## Passage shown
Learning Linux and Minimal Computing

I installed my first ever Linux operating system in January. I chose to install Linux Mint because I heard it was beginner friendly. The computer I chose to install it on was an cheap Acer laptop we bought last year as a gift for a family friend's daughter. With COVID, we were unable to give the laptop and I decided I would use it for my foray into Linux.

My main laptop is a 2017 Macbook Pro. My Acer Aspire can barely play 720p videos. I know there is an entire community dedicated to working with devices significantly less powerful than my Acer, however, as a newbie accustomed to using applications with heavy GUIs, I found this to be a fun challenge. With my Linux laptop, I wanted to become more familiar and comfortable with the command line. I was in for a really pleasant surprise as I learned of the world of terminal applications and the power of the command line. From text editing in Vim, to checking my email with Mutt, I rarely needed to leave my terminal to do tasks I required external applications to perform my entire life. I fell head-first into gemini and used the incredible Amfora gemini browser to effortlessly explore geminispace.

I also learned about tmux. Terminal panes are amazing and I can't imagine computing without them. I didn't realize how much screen real estate graphical buttons and interfaces used until I started switching to terminal-based applications. With tmux, I was able to comfortably open and use three terminal-based applications at once, all serving different functions. As I continue on this journey I only hope I can share my newfound love for minimal applications with others in my social circle.

## Extracted data
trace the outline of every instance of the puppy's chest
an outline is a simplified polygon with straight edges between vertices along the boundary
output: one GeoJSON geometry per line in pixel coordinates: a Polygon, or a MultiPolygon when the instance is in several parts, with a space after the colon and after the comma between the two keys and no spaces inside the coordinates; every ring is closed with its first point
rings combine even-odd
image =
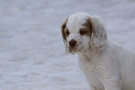
{"type": "Polygon", "coordinates": [[[101,83],[101,78],[96,71],[98,67],[95,64],[86,60],[79,60],[79,65],[81,70],[85,73],[88,82],[96,86],[96,88],[102,90],[103,85],[101,83]]]}

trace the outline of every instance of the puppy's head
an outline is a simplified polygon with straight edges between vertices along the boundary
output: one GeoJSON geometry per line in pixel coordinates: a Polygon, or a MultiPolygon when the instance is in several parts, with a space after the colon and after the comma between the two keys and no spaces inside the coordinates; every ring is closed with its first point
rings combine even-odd
{"type": "Polygon", "coordinates": [[[103,47],[106,30],[98,18],[86,13],[75,13],[65,20],[61,32],[67,52],[87,52],[103,47]]]}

## Problems and tasks
a - Answer these questions about the Linux essay:
(i) Which Linux operating system was installed first?
(ii) What model year is the author's main laptop?
(iii) With tmux, how many terminal-based applications could be comfortably opened and used at once?
b - Print the part of the Linux essay starting with "Learning Linux and" and going on through "foray into Linux.".
c - Proceed with the Linux essay, picking up after its last sentence.
The entries were taken from a different source than the Linux essay.

## Responses to the exercise
a -
(i) Linux Mint
(ii) 2017
(iii) Three

b -
Learning Linux and Minimal Computing

I installed my first ever Linux operating system in January. I chose to install Linux Mint because I heard it was beginner friendly. The computer I chose to install it on was an cheap Acer laptop we bought last year as a gift for a family friend's daughter. With COVID, we were unable to give the laptop and I decided I would use it for my foray into Linux.

c -
I've barely skimmed the surface of available terminal applications and even less of the in-depth configurations possible for the ones I use. There are so many incredibly creative people producing content on platforms like TikTok, and I can't help but imagine those same people applying that creativity to customizing and creating terminal applications. With a lot of left-leaning individuals concerned about climate change, I would hope minimal computing would appeal to their waste reduction ideology. The idea that computers become obsolete after only a few years should be appalling to those concerned about the amount of waste we produce. Improving device longevity should be a cornerstone of sustainability advocacy in our increasingly digital world.

When I discuss my thoughts on minimal computing with friends and family, I am often met with resistance. I am told terminal applications, even Linux generally, are for niche users, and the average person isn't capable or willing to to utilize them. Though I agree that the average person isn't willing to utilize terminal applications and Linux, I disagree that they are incapable. Using the command line is less of an impenetrable monolith of inaccessibility, and more an ancient art ready to be rediscovered by the masses. We've grown accustomed to relinquishing control in an attempt to increase convenience. I believe we should stop and think about how much control is too much to hand over to corporations. We also have to consider that these corporations are in the business of exploiting and manipulating their user base with whatever control is handed to them. The beauty of Linux is that there is a Linux flavour for every user. I chose Linux Mint because it was friendly for newcomers, but there are plenty of distributions, like Ubuntu, that also cater to this group. There is also elementaryOS for those who want a more macOS feel. The idea is that Linux is only intimidating if you refuse to take the first step towards making the shift. There is a plethora of resources online to help new Linux users pick the best distribution for them, it is just a matter of taking the step to look.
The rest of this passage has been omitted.